• **Source data**:
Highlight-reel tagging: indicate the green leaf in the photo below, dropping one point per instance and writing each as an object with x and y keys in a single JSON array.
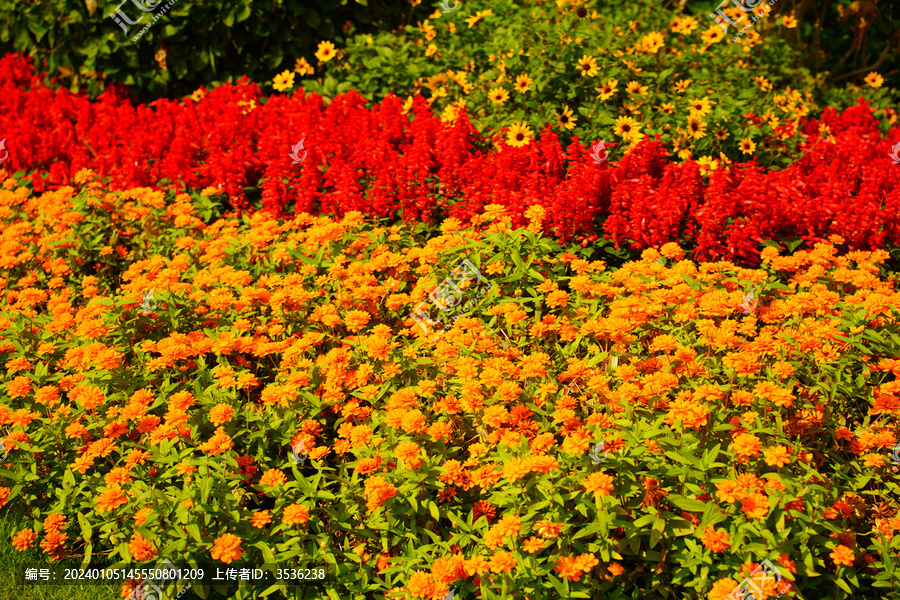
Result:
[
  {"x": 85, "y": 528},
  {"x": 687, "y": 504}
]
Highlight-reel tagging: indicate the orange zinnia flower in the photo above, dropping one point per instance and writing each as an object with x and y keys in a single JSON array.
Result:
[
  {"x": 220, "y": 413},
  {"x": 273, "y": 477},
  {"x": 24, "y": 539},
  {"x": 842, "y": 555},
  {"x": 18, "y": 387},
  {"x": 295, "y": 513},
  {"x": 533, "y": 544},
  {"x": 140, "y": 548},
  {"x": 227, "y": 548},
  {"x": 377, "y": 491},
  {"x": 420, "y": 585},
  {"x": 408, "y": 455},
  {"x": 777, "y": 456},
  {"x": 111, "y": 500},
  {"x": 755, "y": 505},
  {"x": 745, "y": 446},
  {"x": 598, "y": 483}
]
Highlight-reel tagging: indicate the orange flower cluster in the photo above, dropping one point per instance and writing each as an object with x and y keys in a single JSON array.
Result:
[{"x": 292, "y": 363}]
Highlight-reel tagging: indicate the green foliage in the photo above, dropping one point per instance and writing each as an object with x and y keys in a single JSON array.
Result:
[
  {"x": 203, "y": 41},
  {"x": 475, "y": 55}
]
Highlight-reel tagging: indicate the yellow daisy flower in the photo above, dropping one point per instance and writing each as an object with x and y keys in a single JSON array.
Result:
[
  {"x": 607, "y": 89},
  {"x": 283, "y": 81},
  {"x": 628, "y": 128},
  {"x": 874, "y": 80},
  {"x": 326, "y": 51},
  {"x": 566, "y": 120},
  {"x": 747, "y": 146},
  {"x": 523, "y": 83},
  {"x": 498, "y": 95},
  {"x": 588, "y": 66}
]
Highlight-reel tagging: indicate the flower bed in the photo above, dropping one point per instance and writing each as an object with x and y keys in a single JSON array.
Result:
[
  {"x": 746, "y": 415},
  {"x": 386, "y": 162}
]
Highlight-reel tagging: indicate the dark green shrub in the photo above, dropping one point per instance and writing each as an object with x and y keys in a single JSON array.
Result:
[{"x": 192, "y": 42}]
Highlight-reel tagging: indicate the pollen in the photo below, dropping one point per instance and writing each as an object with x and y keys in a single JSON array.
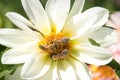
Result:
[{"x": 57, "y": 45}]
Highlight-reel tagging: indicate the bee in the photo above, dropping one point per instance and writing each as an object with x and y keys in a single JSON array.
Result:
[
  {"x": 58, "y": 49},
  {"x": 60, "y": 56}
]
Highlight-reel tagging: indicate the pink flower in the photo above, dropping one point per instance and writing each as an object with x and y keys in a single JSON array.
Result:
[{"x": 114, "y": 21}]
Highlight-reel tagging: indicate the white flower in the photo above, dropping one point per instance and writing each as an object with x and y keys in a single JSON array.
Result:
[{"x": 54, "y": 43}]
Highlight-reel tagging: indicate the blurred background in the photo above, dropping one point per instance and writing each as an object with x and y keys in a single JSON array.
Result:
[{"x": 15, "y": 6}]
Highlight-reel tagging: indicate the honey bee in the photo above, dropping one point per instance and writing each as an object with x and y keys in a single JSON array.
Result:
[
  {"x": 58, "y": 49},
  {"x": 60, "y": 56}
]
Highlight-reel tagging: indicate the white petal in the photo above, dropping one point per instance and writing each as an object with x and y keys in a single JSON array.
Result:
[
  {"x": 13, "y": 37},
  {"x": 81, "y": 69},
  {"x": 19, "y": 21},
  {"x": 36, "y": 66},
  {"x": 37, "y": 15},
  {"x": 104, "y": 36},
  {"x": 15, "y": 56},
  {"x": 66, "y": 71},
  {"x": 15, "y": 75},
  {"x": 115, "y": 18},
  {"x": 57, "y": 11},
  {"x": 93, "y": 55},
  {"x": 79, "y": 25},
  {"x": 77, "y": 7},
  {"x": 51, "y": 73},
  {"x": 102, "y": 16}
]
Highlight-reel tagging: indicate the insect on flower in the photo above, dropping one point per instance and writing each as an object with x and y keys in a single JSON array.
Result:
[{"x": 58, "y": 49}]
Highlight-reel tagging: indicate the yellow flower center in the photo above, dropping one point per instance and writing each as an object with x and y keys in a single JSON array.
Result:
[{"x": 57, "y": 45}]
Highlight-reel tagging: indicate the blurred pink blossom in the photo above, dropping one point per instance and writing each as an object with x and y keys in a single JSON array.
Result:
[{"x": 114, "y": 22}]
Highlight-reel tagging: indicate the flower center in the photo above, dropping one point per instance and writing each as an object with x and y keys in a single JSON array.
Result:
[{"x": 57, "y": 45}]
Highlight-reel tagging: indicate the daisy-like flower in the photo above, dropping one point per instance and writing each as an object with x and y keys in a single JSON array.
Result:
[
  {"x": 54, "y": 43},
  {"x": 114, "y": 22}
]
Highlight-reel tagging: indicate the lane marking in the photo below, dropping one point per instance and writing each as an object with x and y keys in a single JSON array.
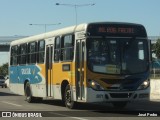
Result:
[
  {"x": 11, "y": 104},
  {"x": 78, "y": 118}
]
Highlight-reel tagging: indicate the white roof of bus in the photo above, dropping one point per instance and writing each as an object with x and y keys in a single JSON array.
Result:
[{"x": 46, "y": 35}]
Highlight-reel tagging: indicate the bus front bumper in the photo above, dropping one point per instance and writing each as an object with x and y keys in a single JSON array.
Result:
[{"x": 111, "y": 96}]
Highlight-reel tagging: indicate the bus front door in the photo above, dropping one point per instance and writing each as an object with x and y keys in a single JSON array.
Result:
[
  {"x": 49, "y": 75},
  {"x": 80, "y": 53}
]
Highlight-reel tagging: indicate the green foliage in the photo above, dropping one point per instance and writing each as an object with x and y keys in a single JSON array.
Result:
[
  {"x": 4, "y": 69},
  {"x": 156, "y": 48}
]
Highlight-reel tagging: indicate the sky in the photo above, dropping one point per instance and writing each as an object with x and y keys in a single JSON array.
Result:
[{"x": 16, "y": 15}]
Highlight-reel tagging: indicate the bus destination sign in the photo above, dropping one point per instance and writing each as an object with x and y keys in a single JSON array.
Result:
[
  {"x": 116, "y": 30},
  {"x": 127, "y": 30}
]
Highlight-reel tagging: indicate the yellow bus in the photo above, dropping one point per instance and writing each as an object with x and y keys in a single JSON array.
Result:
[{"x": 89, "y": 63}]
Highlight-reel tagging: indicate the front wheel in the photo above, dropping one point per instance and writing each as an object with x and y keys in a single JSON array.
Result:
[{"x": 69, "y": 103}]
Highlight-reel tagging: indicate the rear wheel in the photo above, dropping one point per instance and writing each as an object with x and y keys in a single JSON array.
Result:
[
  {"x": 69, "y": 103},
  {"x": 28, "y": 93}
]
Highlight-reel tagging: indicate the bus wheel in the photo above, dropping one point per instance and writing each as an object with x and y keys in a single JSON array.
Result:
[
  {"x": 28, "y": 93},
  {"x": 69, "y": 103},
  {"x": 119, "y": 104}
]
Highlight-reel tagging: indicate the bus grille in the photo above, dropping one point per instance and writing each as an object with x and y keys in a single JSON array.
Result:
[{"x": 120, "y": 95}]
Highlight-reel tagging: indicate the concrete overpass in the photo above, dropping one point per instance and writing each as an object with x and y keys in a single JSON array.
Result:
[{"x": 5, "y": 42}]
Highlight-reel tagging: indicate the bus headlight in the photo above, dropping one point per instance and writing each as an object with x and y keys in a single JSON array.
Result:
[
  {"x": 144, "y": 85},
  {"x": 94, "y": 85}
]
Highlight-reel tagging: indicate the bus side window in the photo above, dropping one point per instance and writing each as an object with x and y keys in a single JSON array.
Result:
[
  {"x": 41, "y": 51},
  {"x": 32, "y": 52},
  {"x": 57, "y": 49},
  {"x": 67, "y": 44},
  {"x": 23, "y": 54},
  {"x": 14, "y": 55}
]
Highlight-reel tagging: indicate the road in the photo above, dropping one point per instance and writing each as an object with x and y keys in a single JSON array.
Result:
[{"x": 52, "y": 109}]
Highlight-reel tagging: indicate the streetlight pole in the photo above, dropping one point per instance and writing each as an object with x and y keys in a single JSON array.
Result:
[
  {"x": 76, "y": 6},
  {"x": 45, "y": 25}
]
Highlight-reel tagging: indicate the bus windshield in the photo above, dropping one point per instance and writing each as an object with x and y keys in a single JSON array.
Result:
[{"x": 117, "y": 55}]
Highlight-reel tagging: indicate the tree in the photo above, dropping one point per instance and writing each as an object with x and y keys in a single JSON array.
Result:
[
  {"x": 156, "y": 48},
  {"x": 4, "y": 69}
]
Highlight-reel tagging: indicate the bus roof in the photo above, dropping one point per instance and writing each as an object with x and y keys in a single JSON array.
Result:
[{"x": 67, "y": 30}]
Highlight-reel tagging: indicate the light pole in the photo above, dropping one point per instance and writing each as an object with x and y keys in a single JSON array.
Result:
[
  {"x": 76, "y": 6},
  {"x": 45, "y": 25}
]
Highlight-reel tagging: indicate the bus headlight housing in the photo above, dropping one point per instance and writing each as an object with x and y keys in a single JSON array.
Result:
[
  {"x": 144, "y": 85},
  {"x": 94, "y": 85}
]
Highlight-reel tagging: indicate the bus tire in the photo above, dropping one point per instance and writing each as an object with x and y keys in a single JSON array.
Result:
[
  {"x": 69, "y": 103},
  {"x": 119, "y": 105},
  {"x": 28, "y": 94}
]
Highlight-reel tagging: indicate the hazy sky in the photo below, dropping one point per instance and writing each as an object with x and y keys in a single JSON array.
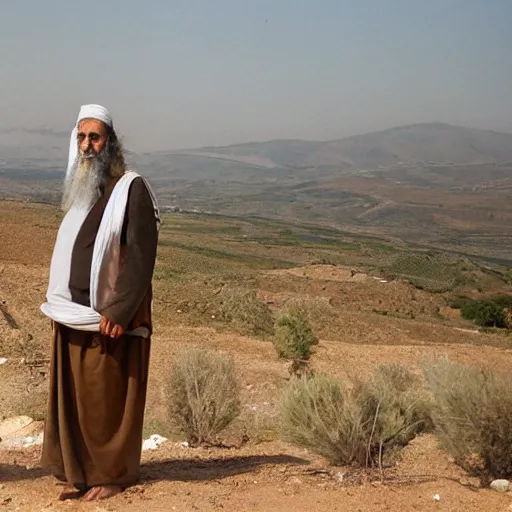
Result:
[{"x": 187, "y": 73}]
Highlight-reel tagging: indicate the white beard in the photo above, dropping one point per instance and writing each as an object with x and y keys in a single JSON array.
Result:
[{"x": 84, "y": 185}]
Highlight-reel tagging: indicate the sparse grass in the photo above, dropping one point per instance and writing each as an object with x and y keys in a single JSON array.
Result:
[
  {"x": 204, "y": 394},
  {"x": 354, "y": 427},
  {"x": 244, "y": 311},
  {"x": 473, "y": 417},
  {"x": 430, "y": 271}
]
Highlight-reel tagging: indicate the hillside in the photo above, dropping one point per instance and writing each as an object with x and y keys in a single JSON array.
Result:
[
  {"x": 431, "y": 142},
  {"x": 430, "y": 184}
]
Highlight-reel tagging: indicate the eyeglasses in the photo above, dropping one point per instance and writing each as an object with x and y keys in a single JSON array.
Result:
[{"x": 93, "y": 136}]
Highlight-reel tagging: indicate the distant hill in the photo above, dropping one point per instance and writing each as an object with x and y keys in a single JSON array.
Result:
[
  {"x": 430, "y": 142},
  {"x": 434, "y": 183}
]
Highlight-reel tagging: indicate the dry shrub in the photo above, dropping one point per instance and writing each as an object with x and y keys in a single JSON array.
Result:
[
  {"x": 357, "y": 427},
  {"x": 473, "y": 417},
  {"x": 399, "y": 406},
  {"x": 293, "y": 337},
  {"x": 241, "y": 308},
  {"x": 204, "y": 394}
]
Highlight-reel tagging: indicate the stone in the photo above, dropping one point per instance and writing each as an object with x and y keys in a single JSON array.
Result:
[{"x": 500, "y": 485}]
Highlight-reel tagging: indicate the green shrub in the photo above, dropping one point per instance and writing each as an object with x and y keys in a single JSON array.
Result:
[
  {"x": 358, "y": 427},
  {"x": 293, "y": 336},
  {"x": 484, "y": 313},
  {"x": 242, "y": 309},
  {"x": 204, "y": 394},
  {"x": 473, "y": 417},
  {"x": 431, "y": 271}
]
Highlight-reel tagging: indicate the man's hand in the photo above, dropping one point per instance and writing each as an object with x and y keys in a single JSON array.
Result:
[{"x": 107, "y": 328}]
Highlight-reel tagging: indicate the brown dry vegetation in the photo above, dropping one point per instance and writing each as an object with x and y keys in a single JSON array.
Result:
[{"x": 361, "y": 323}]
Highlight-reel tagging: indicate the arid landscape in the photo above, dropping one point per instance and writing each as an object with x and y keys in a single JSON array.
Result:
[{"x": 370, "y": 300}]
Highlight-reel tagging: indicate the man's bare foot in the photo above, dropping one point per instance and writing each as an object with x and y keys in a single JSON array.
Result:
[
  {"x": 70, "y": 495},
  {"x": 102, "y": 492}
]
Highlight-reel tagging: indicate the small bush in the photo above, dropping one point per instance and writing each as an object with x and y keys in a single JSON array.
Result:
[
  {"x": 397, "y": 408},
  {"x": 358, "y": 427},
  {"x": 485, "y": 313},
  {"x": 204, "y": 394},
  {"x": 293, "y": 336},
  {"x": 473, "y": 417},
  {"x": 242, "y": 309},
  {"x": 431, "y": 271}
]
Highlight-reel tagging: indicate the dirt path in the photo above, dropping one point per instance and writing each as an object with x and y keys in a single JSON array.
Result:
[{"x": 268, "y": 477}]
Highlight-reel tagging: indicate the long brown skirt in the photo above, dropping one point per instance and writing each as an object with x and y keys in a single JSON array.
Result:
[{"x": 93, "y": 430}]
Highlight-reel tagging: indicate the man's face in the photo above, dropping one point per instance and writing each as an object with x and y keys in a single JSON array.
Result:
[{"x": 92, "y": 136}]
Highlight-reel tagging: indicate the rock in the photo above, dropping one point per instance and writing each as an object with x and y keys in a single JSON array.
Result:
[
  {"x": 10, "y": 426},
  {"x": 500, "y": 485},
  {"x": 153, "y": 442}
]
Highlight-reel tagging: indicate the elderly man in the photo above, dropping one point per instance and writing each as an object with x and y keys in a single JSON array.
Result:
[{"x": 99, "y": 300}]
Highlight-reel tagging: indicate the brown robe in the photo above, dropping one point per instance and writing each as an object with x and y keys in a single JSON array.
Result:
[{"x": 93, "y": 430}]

• **What you should do**: From the data above, how many lines contain the word "yellow"? Give the number alone.

• **Written reply**: 3